Saved data entries
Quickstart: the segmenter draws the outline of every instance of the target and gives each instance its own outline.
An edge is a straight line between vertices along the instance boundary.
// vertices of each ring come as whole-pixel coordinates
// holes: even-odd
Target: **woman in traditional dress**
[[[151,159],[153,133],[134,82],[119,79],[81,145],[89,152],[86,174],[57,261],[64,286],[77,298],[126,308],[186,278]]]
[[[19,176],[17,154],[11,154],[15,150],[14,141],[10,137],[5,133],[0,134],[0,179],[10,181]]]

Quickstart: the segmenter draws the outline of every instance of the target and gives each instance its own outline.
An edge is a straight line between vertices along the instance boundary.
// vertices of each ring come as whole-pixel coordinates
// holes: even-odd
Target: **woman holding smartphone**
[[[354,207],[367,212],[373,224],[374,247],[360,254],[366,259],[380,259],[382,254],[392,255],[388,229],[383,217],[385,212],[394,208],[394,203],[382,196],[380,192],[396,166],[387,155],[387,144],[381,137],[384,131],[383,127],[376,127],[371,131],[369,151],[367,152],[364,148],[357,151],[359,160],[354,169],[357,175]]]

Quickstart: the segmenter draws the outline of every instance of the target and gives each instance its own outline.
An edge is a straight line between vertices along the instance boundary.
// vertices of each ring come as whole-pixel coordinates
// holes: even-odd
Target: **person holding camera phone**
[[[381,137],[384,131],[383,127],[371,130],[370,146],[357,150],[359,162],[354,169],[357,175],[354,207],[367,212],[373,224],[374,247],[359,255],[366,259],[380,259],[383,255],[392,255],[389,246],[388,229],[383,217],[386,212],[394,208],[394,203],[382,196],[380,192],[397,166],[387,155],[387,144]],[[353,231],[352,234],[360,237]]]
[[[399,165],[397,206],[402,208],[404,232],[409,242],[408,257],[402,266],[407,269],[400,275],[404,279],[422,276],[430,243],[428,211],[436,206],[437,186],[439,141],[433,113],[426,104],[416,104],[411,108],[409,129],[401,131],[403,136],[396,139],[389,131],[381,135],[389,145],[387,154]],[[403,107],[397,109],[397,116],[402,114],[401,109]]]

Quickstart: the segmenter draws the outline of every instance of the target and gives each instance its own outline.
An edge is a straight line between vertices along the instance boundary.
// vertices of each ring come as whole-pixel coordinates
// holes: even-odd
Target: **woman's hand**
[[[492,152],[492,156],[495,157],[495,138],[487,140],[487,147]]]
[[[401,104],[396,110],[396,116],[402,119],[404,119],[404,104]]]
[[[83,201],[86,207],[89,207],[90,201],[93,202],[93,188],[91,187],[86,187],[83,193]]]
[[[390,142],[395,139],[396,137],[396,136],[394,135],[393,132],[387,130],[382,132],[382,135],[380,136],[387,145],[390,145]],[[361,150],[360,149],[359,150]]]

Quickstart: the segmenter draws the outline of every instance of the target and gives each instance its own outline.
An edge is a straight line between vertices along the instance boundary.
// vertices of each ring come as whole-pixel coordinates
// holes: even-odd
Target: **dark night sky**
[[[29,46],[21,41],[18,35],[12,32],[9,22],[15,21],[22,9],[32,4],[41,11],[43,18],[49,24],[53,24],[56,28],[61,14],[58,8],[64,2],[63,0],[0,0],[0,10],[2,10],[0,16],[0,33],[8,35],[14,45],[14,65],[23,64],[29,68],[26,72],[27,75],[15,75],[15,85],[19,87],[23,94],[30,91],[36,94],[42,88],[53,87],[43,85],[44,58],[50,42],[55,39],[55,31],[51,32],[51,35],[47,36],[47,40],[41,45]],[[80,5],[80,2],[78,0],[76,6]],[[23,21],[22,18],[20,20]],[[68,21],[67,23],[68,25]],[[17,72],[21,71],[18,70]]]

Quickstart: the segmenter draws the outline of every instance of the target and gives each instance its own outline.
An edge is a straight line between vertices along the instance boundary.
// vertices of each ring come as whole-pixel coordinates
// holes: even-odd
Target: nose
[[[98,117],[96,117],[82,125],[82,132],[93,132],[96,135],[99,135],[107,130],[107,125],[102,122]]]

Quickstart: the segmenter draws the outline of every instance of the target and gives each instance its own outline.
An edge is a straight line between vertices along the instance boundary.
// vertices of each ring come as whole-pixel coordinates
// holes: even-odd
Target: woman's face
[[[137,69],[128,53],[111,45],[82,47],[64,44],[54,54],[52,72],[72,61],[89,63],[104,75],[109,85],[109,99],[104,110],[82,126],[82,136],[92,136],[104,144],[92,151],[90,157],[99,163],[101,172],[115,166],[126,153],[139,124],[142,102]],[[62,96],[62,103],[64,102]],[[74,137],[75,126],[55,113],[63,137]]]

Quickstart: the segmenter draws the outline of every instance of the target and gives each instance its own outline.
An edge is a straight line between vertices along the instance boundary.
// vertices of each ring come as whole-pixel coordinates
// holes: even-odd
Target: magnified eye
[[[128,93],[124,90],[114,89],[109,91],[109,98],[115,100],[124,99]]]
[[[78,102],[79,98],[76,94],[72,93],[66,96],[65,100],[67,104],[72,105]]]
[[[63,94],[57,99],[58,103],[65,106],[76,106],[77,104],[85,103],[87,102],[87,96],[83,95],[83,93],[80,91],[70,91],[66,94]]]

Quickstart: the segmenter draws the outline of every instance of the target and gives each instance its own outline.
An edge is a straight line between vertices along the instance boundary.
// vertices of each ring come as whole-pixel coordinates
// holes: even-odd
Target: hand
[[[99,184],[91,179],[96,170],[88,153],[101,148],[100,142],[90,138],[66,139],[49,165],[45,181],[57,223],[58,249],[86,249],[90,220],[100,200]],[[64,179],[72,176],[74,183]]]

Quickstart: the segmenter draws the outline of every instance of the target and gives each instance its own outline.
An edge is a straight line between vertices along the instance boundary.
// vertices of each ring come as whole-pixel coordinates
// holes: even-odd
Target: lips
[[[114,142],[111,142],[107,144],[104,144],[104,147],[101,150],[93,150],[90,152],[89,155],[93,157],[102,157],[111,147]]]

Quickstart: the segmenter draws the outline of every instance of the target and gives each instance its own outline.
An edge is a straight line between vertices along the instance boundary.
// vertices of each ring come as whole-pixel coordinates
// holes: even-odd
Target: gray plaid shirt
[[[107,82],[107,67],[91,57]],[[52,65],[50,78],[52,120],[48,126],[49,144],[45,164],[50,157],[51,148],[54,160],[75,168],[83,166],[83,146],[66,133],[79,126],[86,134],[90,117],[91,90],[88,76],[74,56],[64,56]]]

**YOUR OBJECTIVE**: Copy all of the records above line for line, changing nothing.

**THE RESPONSE**:
Quickstart: the segmenter draws the outline of every instance of the target and gives each instance its own outline.
An edge is a straight line between vertices along the instance boundary.
// vertices of each ring come as whole-pixel coordinates
// holes: even-odd
Target: **woman in traditional dress**
[[[151,159],[153,133],[134,82],[119,79],[81,145],[89,152],[86,174],[57,261],[64,286],[77,298],[126,308],[186,278]]]
[[[19,176],[17,154],[11,154],[15,150],[14,141],[10,137],[5,133],[0,134],[0,179],[10,181]]]

Quickstart: the segmenter draws the outline of every instance of the target and gives each instance its own outline.
An edge is a straight line between vertices along the instance boundary.
// vertices of each ring come as whole-pixel coordinates
// holes: even-odd
Target: **woman holding smartphone**
[[[354,207],[367,212],[373,224],[374,247],[360,254],[366,259],[380,259],[382,254],[392,255],[388,229],[383,217],[385,212],[394,208],[394,203],[382,196],[380,192],[396,166],[387,155],[387,144],[381,137],[384,131],[383,127],[376,127],[371,131],[369,151],[367,152],[364,148],[357,151],[359,160],[354,169],[357,175]]]

Quickstart: the segmenter draws the outline of every instance of the target and gives each instance its own outline.
An edge is a straight line between vertices along the instance boundary.
// vertices of each ring come as whole-pixel coordinates
// holes: even-odd
Target: **person holding camera phone**
[[[381,137],[384,131],[383,127],[371,130],[370,146],[357,150],[359,162],[354,169],[357,175],[354,207],[367,212],[373,224],[374,247],[359,255],[366,259],[380,259],[383,255],[392,255],[389,246],[388,229],[383,217],[386,212],[394,208],[394,203],[382,196],[380,192],[397,166],[387,155],[387,144]],[[353,231],[352,234],[360,237]]]
[[[399,165],[397,206],[402,208],[404,232],[409,242],[408,257],[402,266],[407,269],[400,275],[404,279],[422,276],[430,243],[428,211],[436,206],[437,186],[439,141],[433,113],[426,104],[416,104],[411,108],[409,129],[401,131],[403,136],[396,139],[389,131],[381,135],[389,145],[387,154]],[[403,107],[397,109],[397,116],[402,114],[401,109]]]

Quickstart: the segmenter draws the outline of every instance of the target and gives each instance its own outline.
An edge is a straight line between vertices along the instance boundary.
// vertices of each ring come as whole-pixel coordinates
// holes: even-odd
Target: **woman's hand**
[[[492,152],[492,156],[495,157],[495,138],[487,140],[487,147]]]
[[[401,104],[396,110],[396,116],[402,119],[404,119],[404,104]]]
[[[83,201],[86,207],[89,207],[90,201],[93,202],[93,188],[91,187],[86,187],[83,193]]]
[[[390,142],[395,139],[396,137],[396,136],[394,135],[393,132],[387,130],[382,132],[382,135],[380,136],[387,145],[390,145]],[[361,150],[360,149],[359,150]]]

Quickstart: the segmenter draws the outline of every instance of the target and gives each instance its own outline.
An edge is a straight line between vertices along the instance boundary.
// vertices of each ring come as whole-pixel coordinates
// holes: even-odd
Target: **dark night sky**
[[[29,46],[21,41],[18,35],[12,32],[9,22],[15,21],[22,9],[32,4],[41,11],[43,18],[49,24],[53,24],[56,28],[61,14],[58,8],[64,2],[63,0],[0,0],[0,10],[2,10],[0,16],[0,33],[8,35],[14,45],[14,65],[23,64],[29,68],[26,72],[27,75],[15,75],[15,85],[19,87],[23,94],[30,91],[36,94],[42,88],[53,87],[43,85],[44,58],[50,42],[55,39],[55,31],[51,32],[51,35],[47,36],[47,40],[41,45]],[[80,5],[80,2],[78,0],[76,6]],[[23,21],[22,18],[20,20]],[[68,21],[67,23],[68,25]],[[17,72],[21,71],[18,70]]]

Quickstart: the segmenter draws the outline of every instance of the target and gives each instance its own outline.
An edge is a straight line between vertices along the instance boundary.
// vertices of each ring come as whole-pixel coordinates
// holes: even-odd
Target: nose
[[[98,117],[96,117],[82,125],[82,132],[93,132],[96,135],[99,135],[107,130],[107,125],[102,122]]]

Quickstart: the segmenter draws the outline of every instance of the target and gives each instance its own outline.
An edge is a straight line between vertices along the instance boundary.
// vertices of each ring come as whole-pixel coordinates
// holes: even-odd
Target: woman's face
[[[137,69],[128,53],[111,45],[82,47],[64,44],[54,54],[52,72],[72,61],[89,63],[104,75],[109,85],[109,99],[104,110],[82,126],[82,136],[92,136],[104,144],[92,151],[90,157],[99,163],[101,172],[115,166],[126,153],[139,124],[142,102]],[[62,96],[62,103],[64,102]],[[74,137],[75,126],[55,113],[63,137]]]

Quickstart: the segmenter draws the outline of every instance of the target and gives each instance its own outline.
An edge is a straight line between vertices along the instance boundary.
// vertices of each ring come as whole-pixel coordinates
// holes: even-odd
Target: magnified eye
[[[128,93],[124,90],[114,89],[109,91],[109,98],[115,100],[124,99]]]
[[[78,102],[79,98],[76,94],[72,93],[66,96],[65,100],[67,104],[72,105]]]
[[[63,94],[57,99],[58,103],[65,106],[76,106],[77,104],[85,103],[87,102],[87,96],[83,95],[83,93],[80,91],[70,91],[66,94]]]

Quickstart: the segmenter draws the outline of every instance of the target and gives each instance its own outline.
An edge is a straight line between vertices along the instance boundary.
// vertices of each ring come as whole-pixel coordinates
// holes: even-odd
Target: hand
[[[99,184],[91,179],[96,170],[88,153],[101,148],[100,142],[90,138],[66,139],[49,165],[45,181],[57,223],[58,249],[86,249],[90,220],[100,200]],[[64,179],[72,176],[74,183]]]

Quickstart: the segmenter draws the outline of every instance of the target and gives each instance its own outline.
An edge is a straight line between vertices along the instance boundary.
// vertices of each ring come as whole-pixel coordinates
// holes: even-odd
Target: lips
[[[114,142],[111,142],[107,144],[104,144],[104,147],[101,150],[93,150],[90,152],[89,155],[93,157],[102,157],[111,147]]]

Quickstart: the segmenter draws the outline of every instance of the target and gives each instance its own outline.
An edge is a straight line between vertices along the instance boundary.
// vertices of each ring come as whole-pixel coordinates
// holes: even-odd
Target: gray plaid shirt
[[[107,82],[107,67],[91,57]],[[52,65],[50,78],[52,120],[48,126],[49,144],[45,164],[50,157],[51,148],[54,160],[75,168],[83,166],[83,146],[66,133],[79,126],[86,134],[90,117],[91,90],[88,76],[74,56],[64,56]]]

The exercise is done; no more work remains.